● WORK INSTRUCTIONS:
Set down the data again word for word. Skip any pictures.

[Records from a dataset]
BEGIN
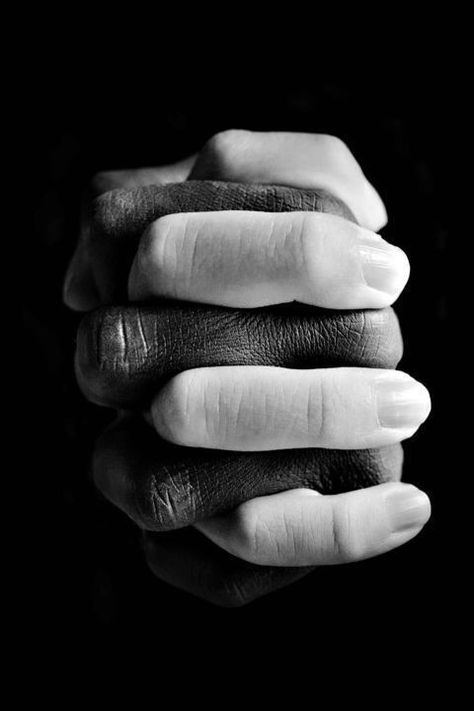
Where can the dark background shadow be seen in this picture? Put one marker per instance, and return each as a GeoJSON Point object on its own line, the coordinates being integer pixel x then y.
{"type": "Point", "coordinates": [86, 564]}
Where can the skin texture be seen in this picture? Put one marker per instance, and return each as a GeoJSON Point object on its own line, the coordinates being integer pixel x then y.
{"type": "Point", "coordinates": [118, 359]}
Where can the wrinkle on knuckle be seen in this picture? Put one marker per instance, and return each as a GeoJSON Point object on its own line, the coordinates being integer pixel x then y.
{"type": "Point", "coordinates": [165, 504]}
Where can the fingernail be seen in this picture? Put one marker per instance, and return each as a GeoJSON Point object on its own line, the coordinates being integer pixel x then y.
{"type": "Point", "coordinates": [407, 508]}
{"type": "Point", "coordinates": [384, 267]}
{"type": "Point", "coordinates": [401, 402]}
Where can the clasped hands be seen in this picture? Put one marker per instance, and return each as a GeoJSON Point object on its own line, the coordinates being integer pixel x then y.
{"type": "Point", "coordinates": [239, 319]}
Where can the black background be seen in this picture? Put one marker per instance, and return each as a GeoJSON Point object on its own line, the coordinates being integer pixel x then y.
{"type": "Point", "coordinates": [85, 564]}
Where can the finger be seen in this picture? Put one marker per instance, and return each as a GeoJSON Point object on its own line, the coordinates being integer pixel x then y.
{"type": "Point", "coordinates": [189, 561]}
{"type": "Point", "coordinates": [301, 527]}
{"type": "Point", "coordinates": [259, 408]}
{"type": "Point", "coordinates": [119, 218]}
{"type": "Point", "coordinates": [80, 289]}
{"type": "Point", "coordinates": [162, 487]}
{"type": "Point", "coordinates": [124, 354]}
{"type": "Point", "coordinates": [301, 160]}
{"type": "Point", "coordinates": [137, 177]}
{"type": "Point", "coordinates": [249, 259]}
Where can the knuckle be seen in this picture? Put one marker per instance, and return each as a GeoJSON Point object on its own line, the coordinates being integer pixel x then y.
{"type": "Point", "coordinates": [252, 538]}
{"type": "Point", "coordinates": [337, 152]}
{"type": "Point", "coordinates": [103, 181]}
{"type": "Point", "coordinates": [163, 505]}
{"type": "Point", "coordinates": [343, 542]}
{"type": "Point", "coordinates": [176, 412]}
{"type": "Point", "coordinates": [155, 254]}
{"type": "Point", "coordinates": [222, 149]}
{"type": "Point", "coordinates": [381, 337]}
{"type": "Point", "coordinates": [322, 407]}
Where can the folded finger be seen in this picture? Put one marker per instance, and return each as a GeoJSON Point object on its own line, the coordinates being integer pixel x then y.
{"type": "Point", "coordinates": [261, 408]}
{"type": "Point", "coordinates": [302, 527]}
{"type": "Point", "coordinates": [250, 259]}
{"type": "Point", "coordinates": [162, 487]}
{"type": "Point", "coordinates": [125, 353]}
{"type": "Point", "coordinates": [301, 160]}
{"type": "Point", "coordinates": [80, 289]}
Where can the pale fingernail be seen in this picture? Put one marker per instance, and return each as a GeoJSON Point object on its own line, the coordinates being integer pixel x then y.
{"type": "Point", "coordinates": [384, 266]}
{"type": "Point", "coordinates": [408, 508]}
{"type": "Point", "coordinates": [401, 402]}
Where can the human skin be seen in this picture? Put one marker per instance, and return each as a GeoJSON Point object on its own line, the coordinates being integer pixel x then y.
{"type": "Point", "coordinates": [251, 260]}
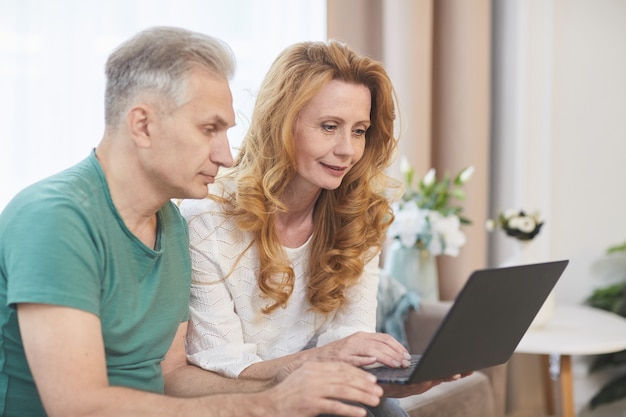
END
● FINAL ANSWER:
Where can the dark background shadow be seen in this picture? Put one marker per instance, and return each as a GeoJSON Point object on its own line, the coordinates being integer pixel x then y.
{"type": "Point", "coordinates": [86, 564]}
Where can the skin texture be seen in this picture? Put one marker per instance, and return each as a GeoJSON Point object on its own line, the coordinates being integer pixel x then y.
{"type": "Point", "coordinates": [118, 359]}
Where can the wrinkle on knuckle be seen in this picture? Put one marker per instance, and return each as a GeoJSON Point object on its own line, the coordinates being integer pixel x then y.
{"type": "Point", "coordinates": [165, 504]}
Where can the fingernail be seen in this picture? Put one marker per instance, and return each as a GeoJSON Point object on its own line, the coordinates being integer pixel x then y.
{"type": "Point", "coordinates": [407, 508]}
{"type": "Point", "coordinates": [384, 267]}
{"type": "Point", "coordinates": [401, 402]}
Where can the clasped hands be seen in this picture? Put one marker per instance, and return each as a GeoJSON Point object on its own line, the coordinates being integer pixel x then y.
{"type": "Point", "coordinates": [239, 319]}
Where can the black background be seen in this picture? Put one marker per instance, and return each as a GeoJSON Point object on its own line, the coordinates being integer pixel x then y.
{"type": "Point", "coordinates": [85, 564]}
Where can the finger be seen in this picture? Put one marker per instance, and return each as a GeoJSON Point object on its own line, the coordinates being integer pixel x then y.
{"type": "Point", "coordinates": [189, 561]}
{"type": "Point", "coordinates": [301, 527]}
{"type": "Point", "coordinates": [259, 408]}
{"type": "Point", "coordinates": [119, 218]}
{"type": "Point", "coordinates": [80, 289]}
{"type": "Point", "coordinates": [162, 487]}
{"type": "Point", "coordinates": [124, 354]}
{"type": "Point", "coordinates": [301, 160]}
{"type": "Point", "coordinates": [137, 177]}
{"type": "Point", "coordinates": [249, 259]}
Where can the knuckle be seen in this picture? Put one marker per instance, and return each as a GeoJSON Point object on its own line, the coordinates being integer pixel x then y.
{"type": "Point", "coordinates": [252, 538]}
{"type": "Point", "coordinates": [337, 152]}
{"type": "Point", "coordinates": [103, 181]}
{"type": "Point", "coordinates": [163, 505]}
{"type": "Point", "coordinates": [343, 542]}
{"type": "Point", "coordinates": [176, 412]}
{"type": "Point", "coordinates": [155, 254]}
{"type": "Point", "coordinates": [222, 149]}
{"type": "Point", "coordinates": [381, 337]}
{"type": "Point", "coordinates": [322, 407]}
Where can the folded finger be seen in this picture? Put one marker per instance, and return each as a GeoJSON Point object on its own line, the coordinates being integer pixel x then y.
{"type": "Point", "coordinates": [261, 408]}
{"type": "Point", "coordinates": [302, 527]}
{"type": "Point", "coordinates": [250, 259]}
{"type": "Point", "coordinates": [162, 487]}
{"type": "Point", "coordinates": [125, 353]}
{"type": "Point", "coordinates": [301, 160]}
{"type": "Point", "coordinates": [80, 289]}
Where can the pale fingernail be seen in this picture? Put one marker per instance, and return each as a GeoJSON Point object on its own line, the coordinates being integer pixel x then y.
{"type": "Point", "coordinates": [384, 266]}
{"type": "Point", "coordinates": [408, 508]}
{"type": "Point", "coordinates": [401, 402]}
Where can the human skin be seen in this picture? Put one marker per instance, and return each as a GeoJSON Point object on its own line, the coordinates being integer pixel x then y.
{"type": "Point", "coordinates": [251, 260]}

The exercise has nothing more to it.